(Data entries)
┄┄┄┄┄┄┄┄┄┄┄┄┄┄┄┄┄┄┄┄

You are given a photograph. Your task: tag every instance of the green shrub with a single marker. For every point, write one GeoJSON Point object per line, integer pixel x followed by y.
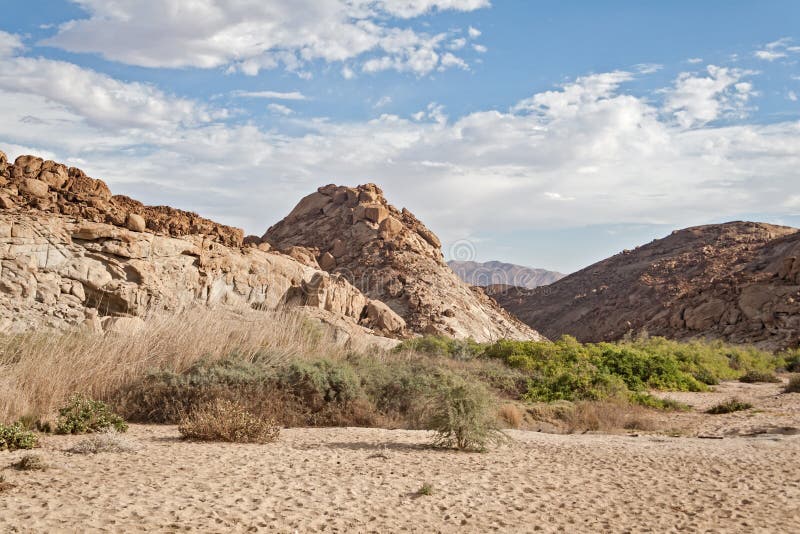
{"type": "Point", "coordinates": [733, 405]}
{"type": "Point", "coordinates": [756, 377]}
{"type": "Point", "coordinates": [13, 437]}
{"type": "Point", "coordinates": [657, 403]}
{"type": "Point", "coordinates": [569, 370]}
{"type": "Point", "coordinates": [791, 360]}
{"type": "Point", "coordinates": [224, 420]}
{"type": "Point", "coordinates": [463, 416]}
{"type": "Point", "coordinates": [82, 415]}
{"type": "Point", "coordinates": [460, 349]}
{"type": "Point", "coordinates": [30, 462]}
{"type": "Point", "coordinates": [793, 386]}
{"type": "Point", "coordinates": [321, 381]}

┄┄┄┄┄┄┄┄┄┄┄┄┄┄┄┄┄┄┄┄

■ AIM: Render every line of the entries above as a numbered list. Skip blank lines and omit the pictures.

■ TASK ANSWER:
1. You are given a photograph. Your task: tag every instance of the green shrub with a single marker. For every point, write one GeoJSON Point object per line, integer pixel x followed by y.
2. {"type": "Point", "coordinates": [733, 405]}
3. {"type": "Point", "coordinates": [756, 377]}
4. {"type": "Point", "coordinates": [13, 437]}
5. {"type": "Point", "coordinates": [657, 403]}
6. {"type": "Point", "coordinates": [569, 370]}
7. {"type": "Point", "coordinates": [791, 360]}
8. {"type": "Point", "coordinates": [224, 420]}
9. {"type": "Point", "coordinates": [463, 416]}
10. {"type": "Point", "coordinates": [82, 415]}
11. {"type": "Point", "coordinates": [460, 349]}
12. {"type": "Point", "coordinates": [30, 462]}
13. {"type": "Point", "coordinates": [793, 386]}
14. {"type": "Point", "coordinates": [321, 381]}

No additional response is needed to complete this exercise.